▶ [What the task requires]:
Search the listing below for the word "this" and copy each line where it appears.

▶ [Extracted records]:
[Start of Attachment]
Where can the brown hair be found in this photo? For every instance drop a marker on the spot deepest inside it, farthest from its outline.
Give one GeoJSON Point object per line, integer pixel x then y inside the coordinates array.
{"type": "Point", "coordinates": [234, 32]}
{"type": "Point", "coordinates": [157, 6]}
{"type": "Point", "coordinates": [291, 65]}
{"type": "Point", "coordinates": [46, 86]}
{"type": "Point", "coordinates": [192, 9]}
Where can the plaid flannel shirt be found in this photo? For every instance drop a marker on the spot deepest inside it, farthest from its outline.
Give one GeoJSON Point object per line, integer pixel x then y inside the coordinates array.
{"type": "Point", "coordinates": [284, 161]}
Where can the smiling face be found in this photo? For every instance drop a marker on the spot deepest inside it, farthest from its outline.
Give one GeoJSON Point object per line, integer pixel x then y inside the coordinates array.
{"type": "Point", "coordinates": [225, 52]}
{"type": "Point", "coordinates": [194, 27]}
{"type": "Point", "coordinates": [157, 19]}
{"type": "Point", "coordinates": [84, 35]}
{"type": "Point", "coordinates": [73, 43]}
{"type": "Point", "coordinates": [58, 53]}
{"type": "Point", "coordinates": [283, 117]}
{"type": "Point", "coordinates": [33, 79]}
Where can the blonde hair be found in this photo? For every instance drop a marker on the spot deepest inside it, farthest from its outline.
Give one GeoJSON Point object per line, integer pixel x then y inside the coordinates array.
[End of Attachment]
▶ [Answer for the task]:
Where can the brown hair be found in this photo? For every instance drop a marker on the spot deepest inside it, farthest from its outline.
Where can the plaid flannel shirt be found in this photo? For every instance drop a marker on the spot deepest inside it, farthest from its outline.
Where can the smiling face be found in this photo? For every instance drop a marker on the spot deepest inside it, farthest from its outline.
Where can the blonde hair be found in this photo? For every instance drop a marker on the spot deepest inside it, farthest from its outline.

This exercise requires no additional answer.